Material shown START

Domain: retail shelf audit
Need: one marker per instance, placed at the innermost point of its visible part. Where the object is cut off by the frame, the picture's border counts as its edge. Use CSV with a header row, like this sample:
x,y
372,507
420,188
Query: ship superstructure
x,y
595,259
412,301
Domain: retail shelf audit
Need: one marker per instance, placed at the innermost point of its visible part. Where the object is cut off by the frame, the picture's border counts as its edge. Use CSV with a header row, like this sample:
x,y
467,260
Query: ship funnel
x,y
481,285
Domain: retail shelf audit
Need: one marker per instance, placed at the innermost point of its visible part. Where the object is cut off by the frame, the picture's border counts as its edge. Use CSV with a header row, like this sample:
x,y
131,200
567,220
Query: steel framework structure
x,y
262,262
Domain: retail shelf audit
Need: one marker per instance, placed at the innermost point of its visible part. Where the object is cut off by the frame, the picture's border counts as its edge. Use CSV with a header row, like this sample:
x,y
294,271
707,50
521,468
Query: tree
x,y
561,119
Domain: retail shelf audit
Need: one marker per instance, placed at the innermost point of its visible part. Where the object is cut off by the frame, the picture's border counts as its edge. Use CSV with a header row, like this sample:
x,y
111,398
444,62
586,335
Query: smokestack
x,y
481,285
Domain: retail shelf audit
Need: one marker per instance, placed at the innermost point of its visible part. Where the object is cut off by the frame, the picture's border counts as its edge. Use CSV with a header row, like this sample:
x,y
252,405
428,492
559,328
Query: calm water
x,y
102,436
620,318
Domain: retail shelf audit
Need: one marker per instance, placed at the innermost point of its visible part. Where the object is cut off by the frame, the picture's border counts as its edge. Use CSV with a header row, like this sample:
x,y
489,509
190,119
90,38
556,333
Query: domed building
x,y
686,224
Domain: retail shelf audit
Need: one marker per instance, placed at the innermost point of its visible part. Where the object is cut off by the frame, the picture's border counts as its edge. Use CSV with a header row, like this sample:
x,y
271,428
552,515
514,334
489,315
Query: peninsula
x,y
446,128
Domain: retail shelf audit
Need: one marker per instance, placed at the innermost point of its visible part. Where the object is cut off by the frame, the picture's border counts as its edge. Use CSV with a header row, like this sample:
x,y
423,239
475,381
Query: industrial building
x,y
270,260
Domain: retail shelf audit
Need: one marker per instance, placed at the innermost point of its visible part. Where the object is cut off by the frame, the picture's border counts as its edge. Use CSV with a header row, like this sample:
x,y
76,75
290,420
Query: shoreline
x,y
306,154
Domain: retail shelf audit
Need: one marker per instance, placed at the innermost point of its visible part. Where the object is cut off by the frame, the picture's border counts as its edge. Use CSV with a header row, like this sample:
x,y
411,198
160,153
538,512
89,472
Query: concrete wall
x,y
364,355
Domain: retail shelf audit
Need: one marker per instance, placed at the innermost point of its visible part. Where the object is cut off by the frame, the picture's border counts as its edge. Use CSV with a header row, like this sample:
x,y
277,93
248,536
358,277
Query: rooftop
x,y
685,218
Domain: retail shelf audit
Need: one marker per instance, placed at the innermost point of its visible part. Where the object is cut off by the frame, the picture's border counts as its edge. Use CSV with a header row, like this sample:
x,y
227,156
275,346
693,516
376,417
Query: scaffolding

Material shown END

▶ _Exercise requirements_
Exact copies of every record are required.

▶ _Answer space_
Domain: retail shelf audit
Need: one marker per instance, placed at the innermost point of its visible part. Where the object is cut off by the frame, the picture's border counts as its edge. Use CSV with a header row, like this sample:
x,y
372,507
420,188
Query: ship superstructure
x,y
595,259
412,301
Domain: retail shelf audit
Need: one marker per instance, placed at the innermost point of its visible part. Where the object is cut off by the frame, the picture's border counts as its edge. Use CSV with a header row, like this sample:
x,y
467,260
Query: ship funnel
x,y
481,285
Domain: retail shelf audit
Need: one marker per instance, placed at the innermost point of its visible part. Where the object is cut off by the frame, the picture's border counts as its edge. Use CSV with a header row, like this sample:
x,y
131,200
567,220
Query: steel framework structure
x,y
262,262
Domain: retail shelf audit
Need: one marker per instance, placed at the innermost point of its visible part. Where the object is cut off by the frame, the picture's border counts as its edge. Use CSV with a header row, like this sample:
x,y
294,271
707,50
521,468
Query: tree
x,y
561,119
Domain: retail shelf audit
Need: one marker per instance, placed at the innermost point of its visible part. Where the object is cut off by the frame, the picture's border counts as its edge. Use CSV with a header row, like this sample:
x,y
111,398
444,62
586,335
Query: smokestack
x,y
481,285
Domain: retail shelf audit
Need: one marker per instance, placed at the innermost point of its visible part. Where the object is cut off by the frame, the picture's border counts as its edge. Use CSV with a header row, like this sample:
x,y
252,405
428,492
559,328
Query: calm water
x,y
102,436
620,318
Domain: retail shelf audit
Need: one marker per instance, placed at the innermost point of its visible part. Where the object is cut off by the frame, the picture's border counts as its edge. Use CSV with a header row, like this sample:
x,y
489,509
190,119
90,38
556,333
Query: domed building
x,y
686,224
Domain: retail shelf audit
Need: one marker per instance, placed at the innermost point of its visible part. Where the object is cut off by the frame, the picture's border counts as its edge. Use CSV with a header row, like this sample:
x,y
271,428
552,515
514,334
489,315
Query: peninsula
x,y
446,128
Domain: retail shelf audit
Need: one marker per instance, placed at the innermost point of its visible part. Where the object is cut off by the frame, the picture's border counts as its edge. Use CSV with a header row, like this sample:
x,y
423,239
475,381
Query: industrial building
x,y
270,260
Domain: retail shelf audit
Need: one marker per instance, placed at the innermost point of its visible part. Where the object is cut off by the frame, the picture's border counts as its edge. Use CSV with a header row, like this sample:
x,y
76,75
290,420
Query: shoreline
x,y
306,154
Domain: retail shelf audit
Need: one marker per instance, placed at the innermost point of its visible part. Where the object is cut off by the frame, the picture's border counts as its edge. Use CSV with a header row, like this sample:
x,y
411,198
160,153
538,512
89,472
Query: concrete wall
x,y
364,355
Domain: retail shelf audit
Need: one marker per instance, placed at the innermost point of its visible part. Where the object is cut off by the frame, the picture's border counts as its edge. Use CSV with a header row, like this sample:
x,y
277,93
248,536
358,277
Query: rooftop
x,y
685,218
Domain: retail shelf audit
Need: one marker per instance, placed at the innermost point of its visible part. Where the object is cut off by the frame, the picture's border counts as its edge. Use CSV with a header row, like this sample:
x,y
227,156
275,346
693,516
376,417
Query: scaffolding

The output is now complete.